◆ **EXERCISE AIM**: How many lines in the records contain the string "tall", counting only matches with the same case? Reply with the number alone.

Items drawn from a data source
>> START

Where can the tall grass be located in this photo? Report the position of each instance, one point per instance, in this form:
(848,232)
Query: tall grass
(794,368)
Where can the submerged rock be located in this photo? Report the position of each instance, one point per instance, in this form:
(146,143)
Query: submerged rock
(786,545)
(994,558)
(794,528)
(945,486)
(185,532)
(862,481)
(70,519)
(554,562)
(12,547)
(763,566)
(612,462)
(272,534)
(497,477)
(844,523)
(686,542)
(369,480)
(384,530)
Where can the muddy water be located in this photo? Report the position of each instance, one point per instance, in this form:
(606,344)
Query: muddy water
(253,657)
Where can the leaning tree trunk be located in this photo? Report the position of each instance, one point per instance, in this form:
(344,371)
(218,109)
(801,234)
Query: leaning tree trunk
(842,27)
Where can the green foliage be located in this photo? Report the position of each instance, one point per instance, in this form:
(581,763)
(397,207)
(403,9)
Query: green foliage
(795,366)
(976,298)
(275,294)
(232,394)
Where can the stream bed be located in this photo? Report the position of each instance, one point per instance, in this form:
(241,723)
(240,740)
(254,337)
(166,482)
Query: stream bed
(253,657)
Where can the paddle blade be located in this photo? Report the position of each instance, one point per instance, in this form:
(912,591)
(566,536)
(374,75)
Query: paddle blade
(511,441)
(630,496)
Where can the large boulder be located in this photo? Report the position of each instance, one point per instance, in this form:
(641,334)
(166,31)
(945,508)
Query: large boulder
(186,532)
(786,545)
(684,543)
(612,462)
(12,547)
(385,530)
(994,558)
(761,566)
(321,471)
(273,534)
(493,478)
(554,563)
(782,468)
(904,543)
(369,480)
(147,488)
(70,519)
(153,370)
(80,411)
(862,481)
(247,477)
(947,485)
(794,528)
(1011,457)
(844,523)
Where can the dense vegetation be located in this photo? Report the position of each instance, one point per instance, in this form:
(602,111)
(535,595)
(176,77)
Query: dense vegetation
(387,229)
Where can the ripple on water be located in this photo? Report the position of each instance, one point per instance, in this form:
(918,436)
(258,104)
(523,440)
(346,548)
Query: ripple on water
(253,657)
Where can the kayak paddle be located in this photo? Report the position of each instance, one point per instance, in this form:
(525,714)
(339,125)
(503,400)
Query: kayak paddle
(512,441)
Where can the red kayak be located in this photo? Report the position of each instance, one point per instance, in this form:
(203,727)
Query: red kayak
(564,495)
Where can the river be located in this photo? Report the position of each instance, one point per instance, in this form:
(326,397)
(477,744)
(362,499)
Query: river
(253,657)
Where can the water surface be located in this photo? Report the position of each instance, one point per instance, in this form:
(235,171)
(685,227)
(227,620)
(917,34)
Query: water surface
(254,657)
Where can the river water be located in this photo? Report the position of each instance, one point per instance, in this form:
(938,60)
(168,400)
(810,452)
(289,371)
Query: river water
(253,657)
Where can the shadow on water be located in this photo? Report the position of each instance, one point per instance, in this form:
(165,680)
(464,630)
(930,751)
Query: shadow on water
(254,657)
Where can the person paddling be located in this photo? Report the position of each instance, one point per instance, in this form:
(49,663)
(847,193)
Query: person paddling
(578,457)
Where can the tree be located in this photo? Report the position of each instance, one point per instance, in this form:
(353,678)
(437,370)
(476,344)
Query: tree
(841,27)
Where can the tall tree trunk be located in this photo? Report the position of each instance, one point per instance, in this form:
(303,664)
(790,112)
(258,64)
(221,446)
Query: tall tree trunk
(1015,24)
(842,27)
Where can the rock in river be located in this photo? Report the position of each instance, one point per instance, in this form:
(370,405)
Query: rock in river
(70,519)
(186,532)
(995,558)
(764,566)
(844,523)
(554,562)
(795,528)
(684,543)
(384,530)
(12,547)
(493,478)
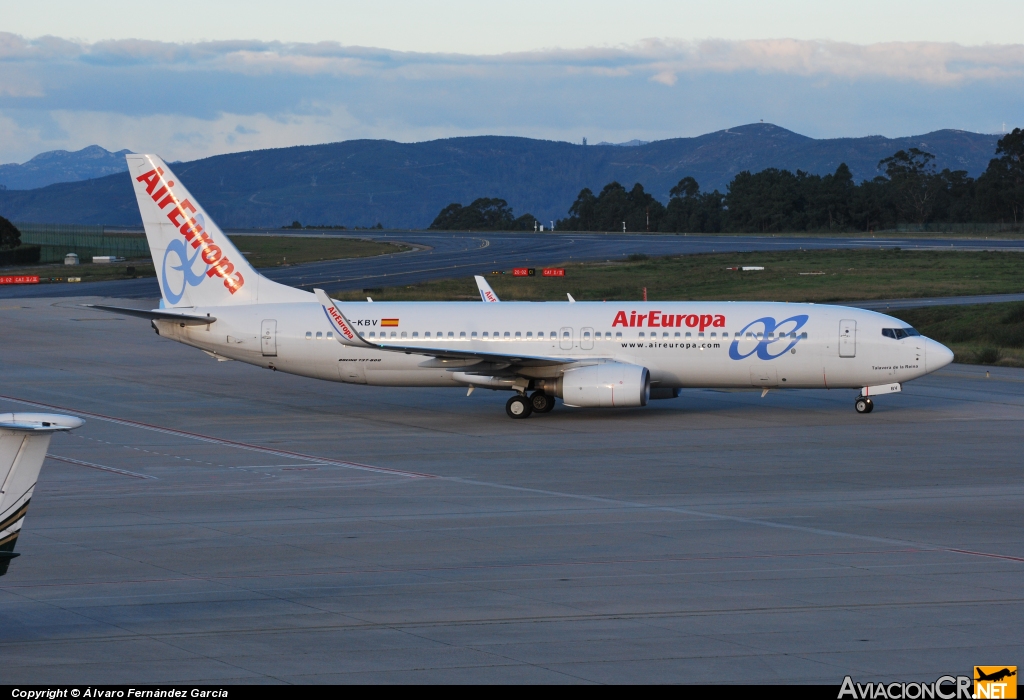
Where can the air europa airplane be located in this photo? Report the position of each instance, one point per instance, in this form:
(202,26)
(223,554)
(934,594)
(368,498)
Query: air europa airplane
(587,354)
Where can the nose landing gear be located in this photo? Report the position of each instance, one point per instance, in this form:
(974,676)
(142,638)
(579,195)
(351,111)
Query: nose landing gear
(863,405)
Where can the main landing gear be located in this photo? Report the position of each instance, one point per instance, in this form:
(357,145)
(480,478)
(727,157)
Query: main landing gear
(520,406)
(542,402)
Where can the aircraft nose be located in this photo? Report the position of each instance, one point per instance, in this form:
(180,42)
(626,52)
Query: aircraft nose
(936,355)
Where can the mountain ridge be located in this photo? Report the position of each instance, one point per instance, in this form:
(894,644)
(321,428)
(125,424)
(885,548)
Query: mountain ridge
(404,185)
(62,166)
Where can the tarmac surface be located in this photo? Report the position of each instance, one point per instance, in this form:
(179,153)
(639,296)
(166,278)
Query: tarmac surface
(441,255)
(213,522)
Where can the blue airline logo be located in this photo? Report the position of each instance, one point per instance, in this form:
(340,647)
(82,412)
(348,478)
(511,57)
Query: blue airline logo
(189,277)
(775,339)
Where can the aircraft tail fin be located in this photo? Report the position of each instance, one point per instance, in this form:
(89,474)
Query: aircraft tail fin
(197,264)
(486,294)
(24,440)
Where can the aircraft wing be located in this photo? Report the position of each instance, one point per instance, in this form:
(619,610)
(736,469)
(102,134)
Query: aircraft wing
(156,314)
(486,294)
(346,335)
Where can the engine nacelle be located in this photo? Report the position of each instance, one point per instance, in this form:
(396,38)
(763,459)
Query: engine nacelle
(604,386)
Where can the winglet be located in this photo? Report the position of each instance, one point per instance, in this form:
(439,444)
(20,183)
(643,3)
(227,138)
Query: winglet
(486,294)
(346,334)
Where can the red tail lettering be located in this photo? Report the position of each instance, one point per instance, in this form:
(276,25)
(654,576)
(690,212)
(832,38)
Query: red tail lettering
(212,254)
(221,269)
(235,282)
(151,179)
(178,212)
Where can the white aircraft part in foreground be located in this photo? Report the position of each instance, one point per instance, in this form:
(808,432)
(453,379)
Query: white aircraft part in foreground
(588,354)
(24,440)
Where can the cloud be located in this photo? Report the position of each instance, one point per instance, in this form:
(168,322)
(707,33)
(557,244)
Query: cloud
(923,61)
(192,99)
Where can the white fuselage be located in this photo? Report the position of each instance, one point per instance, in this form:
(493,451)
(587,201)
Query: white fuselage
(685,344)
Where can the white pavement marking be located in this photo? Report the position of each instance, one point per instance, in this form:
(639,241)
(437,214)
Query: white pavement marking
(288,454)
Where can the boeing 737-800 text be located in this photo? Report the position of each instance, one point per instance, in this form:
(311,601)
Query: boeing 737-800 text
(590,354)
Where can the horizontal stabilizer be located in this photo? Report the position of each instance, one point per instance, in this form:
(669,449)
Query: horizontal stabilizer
(156,314)
(24,440)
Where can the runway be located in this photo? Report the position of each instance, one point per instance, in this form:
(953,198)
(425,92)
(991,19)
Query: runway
(451,255)
(214,522)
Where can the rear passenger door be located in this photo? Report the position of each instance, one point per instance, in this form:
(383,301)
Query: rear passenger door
(565,338)
(848,338)
(586,339)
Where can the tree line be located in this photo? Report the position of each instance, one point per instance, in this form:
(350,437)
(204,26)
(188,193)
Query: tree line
(911,191)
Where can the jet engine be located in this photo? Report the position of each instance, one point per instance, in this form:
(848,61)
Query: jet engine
(604,386)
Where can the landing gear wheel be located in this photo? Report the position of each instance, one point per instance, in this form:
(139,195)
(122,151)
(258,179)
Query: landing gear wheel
(542,402)
(864,405)
(518,406)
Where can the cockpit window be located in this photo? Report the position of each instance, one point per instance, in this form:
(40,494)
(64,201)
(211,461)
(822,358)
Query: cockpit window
(897,334)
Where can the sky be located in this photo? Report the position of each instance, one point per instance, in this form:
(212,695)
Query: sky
(194,79)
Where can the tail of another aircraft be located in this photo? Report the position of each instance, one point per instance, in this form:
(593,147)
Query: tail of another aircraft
(197,264)
(24,440)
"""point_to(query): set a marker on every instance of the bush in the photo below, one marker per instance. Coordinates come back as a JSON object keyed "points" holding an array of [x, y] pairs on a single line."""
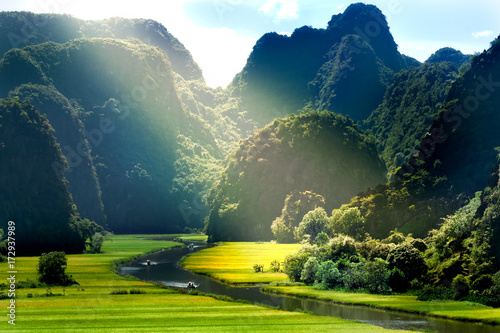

>> END

◆ **SOLUTION**: 4